Everything in the listing below must be duplicated exactly.

┌─ Records for the exercise

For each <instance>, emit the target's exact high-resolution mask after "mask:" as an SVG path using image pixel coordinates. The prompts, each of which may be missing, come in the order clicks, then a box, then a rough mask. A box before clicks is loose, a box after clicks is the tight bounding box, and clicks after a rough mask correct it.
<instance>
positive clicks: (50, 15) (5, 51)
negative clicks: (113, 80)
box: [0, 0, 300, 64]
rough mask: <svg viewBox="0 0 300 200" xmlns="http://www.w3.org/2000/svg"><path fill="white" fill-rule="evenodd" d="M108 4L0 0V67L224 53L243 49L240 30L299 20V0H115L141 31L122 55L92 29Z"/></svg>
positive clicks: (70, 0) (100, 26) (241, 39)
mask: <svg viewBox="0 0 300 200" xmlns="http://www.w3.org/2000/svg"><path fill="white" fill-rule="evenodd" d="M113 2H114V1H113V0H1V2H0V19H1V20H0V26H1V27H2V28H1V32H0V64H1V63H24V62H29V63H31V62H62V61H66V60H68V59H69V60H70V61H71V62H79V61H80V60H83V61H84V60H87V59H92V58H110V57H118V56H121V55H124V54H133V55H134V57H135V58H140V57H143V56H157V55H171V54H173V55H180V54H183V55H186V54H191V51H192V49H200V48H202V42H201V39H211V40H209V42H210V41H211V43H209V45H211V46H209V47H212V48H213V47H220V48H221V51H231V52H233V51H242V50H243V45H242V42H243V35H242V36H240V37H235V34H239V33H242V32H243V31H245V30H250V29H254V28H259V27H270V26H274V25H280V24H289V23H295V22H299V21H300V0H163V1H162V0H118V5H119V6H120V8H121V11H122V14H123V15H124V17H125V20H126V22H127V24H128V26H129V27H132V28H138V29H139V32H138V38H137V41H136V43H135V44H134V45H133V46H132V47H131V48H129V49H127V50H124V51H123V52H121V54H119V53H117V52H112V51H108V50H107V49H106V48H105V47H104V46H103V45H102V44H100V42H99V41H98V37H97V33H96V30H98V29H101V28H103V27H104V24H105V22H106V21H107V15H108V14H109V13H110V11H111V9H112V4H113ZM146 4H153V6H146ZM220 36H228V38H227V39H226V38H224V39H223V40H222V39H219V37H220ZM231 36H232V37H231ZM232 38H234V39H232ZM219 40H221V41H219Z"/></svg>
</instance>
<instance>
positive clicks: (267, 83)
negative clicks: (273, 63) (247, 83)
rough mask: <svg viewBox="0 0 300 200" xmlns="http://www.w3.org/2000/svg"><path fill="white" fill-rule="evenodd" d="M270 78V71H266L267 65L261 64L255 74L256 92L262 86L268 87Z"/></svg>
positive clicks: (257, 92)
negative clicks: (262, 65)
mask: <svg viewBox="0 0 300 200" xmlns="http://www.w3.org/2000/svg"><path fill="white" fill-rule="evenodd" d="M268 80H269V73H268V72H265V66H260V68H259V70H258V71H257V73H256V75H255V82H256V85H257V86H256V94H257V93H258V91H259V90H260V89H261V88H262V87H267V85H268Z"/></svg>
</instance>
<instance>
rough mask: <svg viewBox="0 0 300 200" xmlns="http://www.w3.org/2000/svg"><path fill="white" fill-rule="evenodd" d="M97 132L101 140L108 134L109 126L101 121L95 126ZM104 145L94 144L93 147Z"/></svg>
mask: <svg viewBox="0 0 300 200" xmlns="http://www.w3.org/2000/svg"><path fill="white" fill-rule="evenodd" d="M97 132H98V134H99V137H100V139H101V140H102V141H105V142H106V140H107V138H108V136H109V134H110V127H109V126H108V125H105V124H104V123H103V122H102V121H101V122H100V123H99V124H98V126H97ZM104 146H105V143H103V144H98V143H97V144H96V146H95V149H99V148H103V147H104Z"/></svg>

└─

Task response —
For each <instance>, emit the target's exact high-resolution mask after "mask:" as an SVG path using image pixel coordinates. The prompts, each of which may be missing, come in the order clicks, then a box, then a rough mask. A box before clicks is loose, a box after clicks is the tight bounding box, and clicks after a rough mask correct it.
<instance>
positive clicks: (50, 15) (5, 51)
negative clicks: (113, 80)
box: [0, 0, 300, 64]
rough mask: <svg viewBox="0 0 300 200" xmlns="http://www.w3.org/2000/svg"><path fill="white" fill-rule="evenodd" d="M108 4L0 0V67L224 53L243 49L240 30L299 20V0H115L141 31L122 55L92 29Z"/></svg>
positive clicks: (70, 0) (100, 26) (241, 39)
mask: <svg viewBox="0 0 300 200" xmlns="http://www.w3.org/2000/svg"><path fill="white" fill-rule="evenodd" d="M113 2H114V1H113V0H1V2H0V19H1V20H0V26H1V27H2V28H1V32H0V64H1V63H24V62H29V63H31V62H62V61H66V60H68V59H69V60H70V61H71V62H79V61H80V60H83V61H84V60H87V59H92V58H110V57H118V56H121V55H124V54H133V55H134V57H135V58H140V57H143V56H157V55H171V54H173V55H180V54H183V55H186V54H191V51H192V49H200V48H202V42H201V39H211V40H209V42H210V41H211V43H209V45H211V46H209V47H212V48H213V47H220V48H221V51H231V52H233V51H242V50H243V45H242V42H243V35H242V36H240V37H235V34H239V33H242V32H243V31H245V30H250V29H254V28H259V27H270V26H274V25H280V24H289V23H295V22H299V21H300V0H163V1H162V0H118V5H119V6H120V8H121V11H122V14H123V15H124V17H125V20H126V22H127V24H128V26H129V27H132V28H138V29H139V32H138V38H137V41H136V43H135V44H134V45H133V46H132V47H131V48H129V49H127V50H124V51H123V52H121V54H119V53H117V52H112V51H108V50H107V49H106V48H105V47H104V46H103V45H102V44H100V42H99V41H98V37H97V33H96V30H98V29H101V28H103V27H104V24H105V22H106V21H107V15H108V14H109V13H110V11H111V9H112V4H113ZM146 4H153V6H146ZM220 36H228V38H227V39H226V38H224V39H223V40H222V39H219V37H220ZM231 36H232V37H231ZM232 38H234V39H232ZM219 40H221V41H219Z"/></svg>
</instance>
<instance>
positive clicks: (267, 83)
negative clicks: (273, 63) (247, 83)
rough mask: <svg viewBox="0 0 300 200" xmlns="http://www.w3.org/2000/svg"><path fill="white" fill-rule="evenodd" d="M270 78V71H266L267 65L261 64L255 74L256 92L262 86L268 87Z"/></svg>
positive clicks: (257, 92)
negative clicks: (262, 65)
mask: <svg viewBox="0 0 300 200" xmlns="http://www.w3.org/2000/svg"><path fill="white" fill-rule="evenodd" d="M268 80H269V73H268V72H265V66H260V68H259V70H258V71H257V73H256V75H255V82H256V85H257V86H256V94H257V93H258V91H259V90H260V89H261V88H262V87H267V85H268Z"/></svg>
</instance>
<instance>
rough mask: <svg viewBox="0 0 300 200" xmlns="http://www.w3.org/2000/svg"><path fill="white" fill-rule="evenodd" d="M97 132L101 140L108 134L109 126L101 121L95 126ZM104 145L94 144L93 147Z"/></svg>
mask: <svg viewBox="0 0 300 200" xmlns="http://www.w3.org/2000/svg"><path fill="white" fill-rule="evenodd" d="M97 132H98V134H99V137H100V139H101V140H102V141H105V142H106V140H107V138H108V136H109V134H110V127H109V126H108V125H105V124H104V123H103V122H102V121H101V122H100V123H99V124H98V126H97ZM104 146H105V143H103V144H98V143H97V144H96V146H95V149H99V148H103V147H104Z"/></svg>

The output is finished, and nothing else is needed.